Masonry is one of the oldest techniques that has characterized the history of buildings. Even today, this methodology is a source of research for technicians and researchers, especially since we are attempting to standardise the method of calculation, as we did for concrete and steel. Compared to concrete or steel buildings, masonry buildings have always – incorrectly – been considered as inadequate to the needs of construction, due above all to seismic stress over time.

In the last few years, after an accurate examination on several structures, some of the causes of the structures’ inability to satisfy earthquake regulations were highlighted, including:

  • Poor quality of materials
  • Improper construction of the structure

These issues led the technicians intensify their on-site inspections with the aim of gaining more information about the structure and all its parts.

_____

Exercise brief: In two sentences, what does the passage on masonry buildings say?

_____

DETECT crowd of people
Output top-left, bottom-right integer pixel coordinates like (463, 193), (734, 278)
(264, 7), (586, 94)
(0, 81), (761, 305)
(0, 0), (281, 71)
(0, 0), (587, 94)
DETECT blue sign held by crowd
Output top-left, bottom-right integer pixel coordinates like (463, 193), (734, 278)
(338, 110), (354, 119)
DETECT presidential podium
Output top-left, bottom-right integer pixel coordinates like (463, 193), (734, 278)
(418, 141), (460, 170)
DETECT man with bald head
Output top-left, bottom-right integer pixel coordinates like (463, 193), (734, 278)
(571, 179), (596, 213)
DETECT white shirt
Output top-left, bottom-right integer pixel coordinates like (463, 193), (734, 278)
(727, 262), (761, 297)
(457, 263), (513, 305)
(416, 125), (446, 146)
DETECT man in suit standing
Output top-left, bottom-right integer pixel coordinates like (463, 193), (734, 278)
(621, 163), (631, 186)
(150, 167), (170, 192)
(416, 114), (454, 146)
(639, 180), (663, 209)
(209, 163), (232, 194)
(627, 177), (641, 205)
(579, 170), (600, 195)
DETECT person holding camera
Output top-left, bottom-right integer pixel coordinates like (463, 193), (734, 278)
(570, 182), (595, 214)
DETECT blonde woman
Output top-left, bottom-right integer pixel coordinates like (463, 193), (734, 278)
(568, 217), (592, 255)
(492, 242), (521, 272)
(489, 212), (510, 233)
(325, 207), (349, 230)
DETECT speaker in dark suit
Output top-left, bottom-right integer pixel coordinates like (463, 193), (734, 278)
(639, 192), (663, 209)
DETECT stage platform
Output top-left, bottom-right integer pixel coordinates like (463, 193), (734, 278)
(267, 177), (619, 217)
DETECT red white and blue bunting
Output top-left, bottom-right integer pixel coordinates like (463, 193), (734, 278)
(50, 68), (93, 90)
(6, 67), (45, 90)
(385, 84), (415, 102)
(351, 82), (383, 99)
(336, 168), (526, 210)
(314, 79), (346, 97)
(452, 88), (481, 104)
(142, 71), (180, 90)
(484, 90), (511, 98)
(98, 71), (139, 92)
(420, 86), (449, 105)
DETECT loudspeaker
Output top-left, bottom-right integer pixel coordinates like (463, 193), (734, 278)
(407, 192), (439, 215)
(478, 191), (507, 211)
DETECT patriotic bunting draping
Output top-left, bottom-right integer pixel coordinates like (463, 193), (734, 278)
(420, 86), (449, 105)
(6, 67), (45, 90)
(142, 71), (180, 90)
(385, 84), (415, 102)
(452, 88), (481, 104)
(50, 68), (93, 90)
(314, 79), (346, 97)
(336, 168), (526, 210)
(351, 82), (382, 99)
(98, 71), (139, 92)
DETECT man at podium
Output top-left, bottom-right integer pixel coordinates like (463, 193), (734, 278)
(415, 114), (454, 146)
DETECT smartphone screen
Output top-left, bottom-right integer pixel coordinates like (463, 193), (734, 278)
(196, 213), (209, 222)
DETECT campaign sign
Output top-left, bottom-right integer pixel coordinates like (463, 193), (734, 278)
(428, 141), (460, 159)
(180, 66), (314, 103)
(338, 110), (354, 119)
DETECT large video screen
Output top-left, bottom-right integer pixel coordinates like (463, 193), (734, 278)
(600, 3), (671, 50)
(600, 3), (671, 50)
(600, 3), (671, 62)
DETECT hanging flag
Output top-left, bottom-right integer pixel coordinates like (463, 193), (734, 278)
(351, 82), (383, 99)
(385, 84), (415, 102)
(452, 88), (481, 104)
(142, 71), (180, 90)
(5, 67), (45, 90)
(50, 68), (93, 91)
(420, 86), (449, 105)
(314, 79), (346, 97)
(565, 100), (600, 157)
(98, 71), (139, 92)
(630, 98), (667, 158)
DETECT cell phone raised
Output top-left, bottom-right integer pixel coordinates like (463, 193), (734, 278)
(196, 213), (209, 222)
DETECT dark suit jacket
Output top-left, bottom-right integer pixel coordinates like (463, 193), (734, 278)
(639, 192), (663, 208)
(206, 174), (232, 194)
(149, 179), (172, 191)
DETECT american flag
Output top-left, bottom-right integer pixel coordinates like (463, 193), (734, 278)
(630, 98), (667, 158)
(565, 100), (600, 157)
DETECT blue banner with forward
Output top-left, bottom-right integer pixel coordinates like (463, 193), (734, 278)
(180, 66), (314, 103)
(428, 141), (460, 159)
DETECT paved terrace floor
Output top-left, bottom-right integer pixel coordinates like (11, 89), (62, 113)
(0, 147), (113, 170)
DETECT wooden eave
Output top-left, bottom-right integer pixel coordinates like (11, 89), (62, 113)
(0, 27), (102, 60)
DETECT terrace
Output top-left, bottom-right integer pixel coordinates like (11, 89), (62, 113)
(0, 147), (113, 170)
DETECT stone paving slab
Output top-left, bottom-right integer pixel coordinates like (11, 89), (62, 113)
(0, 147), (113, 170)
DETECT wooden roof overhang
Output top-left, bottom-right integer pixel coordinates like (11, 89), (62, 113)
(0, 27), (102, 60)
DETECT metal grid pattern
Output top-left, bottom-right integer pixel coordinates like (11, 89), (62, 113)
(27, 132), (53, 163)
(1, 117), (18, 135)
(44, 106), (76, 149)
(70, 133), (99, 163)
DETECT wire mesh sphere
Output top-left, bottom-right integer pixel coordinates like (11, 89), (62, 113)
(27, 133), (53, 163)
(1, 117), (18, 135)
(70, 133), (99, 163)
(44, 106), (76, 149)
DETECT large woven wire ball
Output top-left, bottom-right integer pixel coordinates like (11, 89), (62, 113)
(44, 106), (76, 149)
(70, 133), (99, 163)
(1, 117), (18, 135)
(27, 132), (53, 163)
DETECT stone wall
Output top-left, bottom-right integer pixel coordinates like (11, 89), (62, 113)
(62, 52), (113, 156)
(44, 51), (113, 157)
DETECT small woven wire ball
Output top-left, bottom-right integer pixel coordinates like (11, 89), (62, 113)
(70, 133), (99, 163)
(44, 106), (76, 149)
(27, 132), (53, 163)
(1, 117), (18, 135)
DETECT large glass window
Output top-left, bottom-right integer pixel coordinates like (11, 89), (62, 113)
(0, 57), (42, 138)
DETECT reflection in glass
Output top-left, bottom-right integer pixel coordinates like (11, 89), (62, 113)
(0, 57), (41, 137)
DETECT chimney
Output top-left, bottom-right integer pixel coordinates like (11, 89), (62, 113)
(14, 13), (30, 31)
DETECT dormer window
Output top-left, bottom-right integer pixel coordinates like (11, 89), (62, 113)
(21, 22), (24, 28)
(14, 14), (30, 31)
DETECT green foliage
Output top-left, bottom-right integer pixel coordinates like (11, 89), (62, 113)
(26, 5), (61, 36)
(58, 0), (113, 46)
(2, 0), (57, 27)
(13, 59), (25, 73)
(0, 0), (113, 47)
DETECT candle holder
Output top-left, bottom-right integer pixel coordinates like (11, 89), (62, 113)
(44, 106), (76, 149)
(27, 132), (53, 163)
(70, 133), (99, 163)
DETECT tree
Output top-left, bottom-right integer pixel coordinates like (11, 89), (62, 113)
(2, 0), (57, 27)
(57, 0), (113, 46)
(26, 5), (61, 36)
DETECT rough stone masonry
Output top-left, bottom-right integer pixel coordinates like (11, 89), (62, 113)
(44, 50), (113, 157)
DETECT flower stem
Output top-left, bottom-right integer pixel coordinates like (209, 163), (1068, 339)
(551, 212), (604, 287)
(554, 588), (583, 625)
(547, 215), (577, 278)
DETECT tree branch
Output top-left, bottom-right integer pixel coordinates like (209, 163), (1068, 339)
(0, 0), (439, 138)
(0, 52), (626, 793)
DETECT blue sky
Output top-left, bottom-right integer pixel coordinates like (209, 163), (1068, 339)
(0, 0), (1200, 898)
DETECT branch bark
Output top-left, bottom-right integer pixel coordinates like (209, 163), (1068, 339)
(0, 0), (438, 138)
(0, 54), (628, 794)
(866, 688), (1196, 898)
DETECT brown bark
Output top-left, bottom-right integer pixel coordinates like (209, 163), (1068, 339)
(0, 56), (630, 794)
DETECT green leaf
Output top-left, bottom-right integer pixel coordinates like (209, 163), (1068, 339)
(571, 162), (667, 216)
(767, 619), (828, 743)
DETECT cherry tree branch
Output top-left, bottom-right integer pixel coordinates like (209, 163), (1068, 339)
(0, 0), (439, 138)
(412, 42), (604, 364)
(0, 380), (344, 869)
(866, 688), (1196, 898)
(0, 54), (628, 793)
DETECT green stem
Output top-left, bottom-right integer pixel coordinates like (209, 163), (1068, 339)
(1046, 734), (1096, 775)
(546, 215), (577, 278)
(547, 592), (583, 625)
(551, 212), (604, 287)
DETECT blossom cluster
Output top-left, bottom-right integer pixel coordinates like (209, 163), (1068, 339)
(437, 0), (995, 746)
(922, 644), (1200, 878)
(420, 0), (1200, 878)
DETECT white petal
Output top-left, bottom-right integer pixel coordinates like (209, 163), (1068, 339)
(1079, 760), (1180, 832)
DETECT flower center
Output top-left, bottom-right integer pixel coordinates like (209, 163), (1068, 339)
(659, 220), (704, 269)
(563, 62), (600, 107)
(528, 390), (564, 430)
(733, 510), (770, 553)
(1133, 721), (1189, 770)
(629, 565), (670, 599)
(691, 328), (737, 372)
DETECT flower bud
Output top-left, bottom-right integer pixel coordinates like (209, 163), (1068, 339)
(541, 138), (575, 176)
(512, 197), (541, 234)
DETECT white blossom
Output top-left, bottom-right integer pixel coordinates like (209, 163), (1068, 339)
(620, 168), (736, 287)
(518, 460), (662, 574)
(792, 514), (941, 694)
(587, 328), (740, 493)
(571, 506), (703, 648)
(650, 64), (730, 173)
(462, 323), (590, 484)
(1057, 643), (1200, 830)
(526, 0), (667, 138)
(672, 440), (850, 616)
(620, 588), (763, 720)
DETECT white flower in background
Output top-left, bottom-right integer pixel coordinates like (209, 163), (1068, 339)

_____

Complete answer: Masonry, one of the oldest building techniques, is still researched today as efforts are made to standardize its calculation method as was done for concrete and steel, and masonry buildings have long been wrongly considered inadequate, mainly because of seismic stress over time. Examinations of several structures showed that poor-quality materials and improper construction are among the reasons structures fail earthquake regulations, which led technicians to intensify on-site inspections to gain more information about each structure and its parts.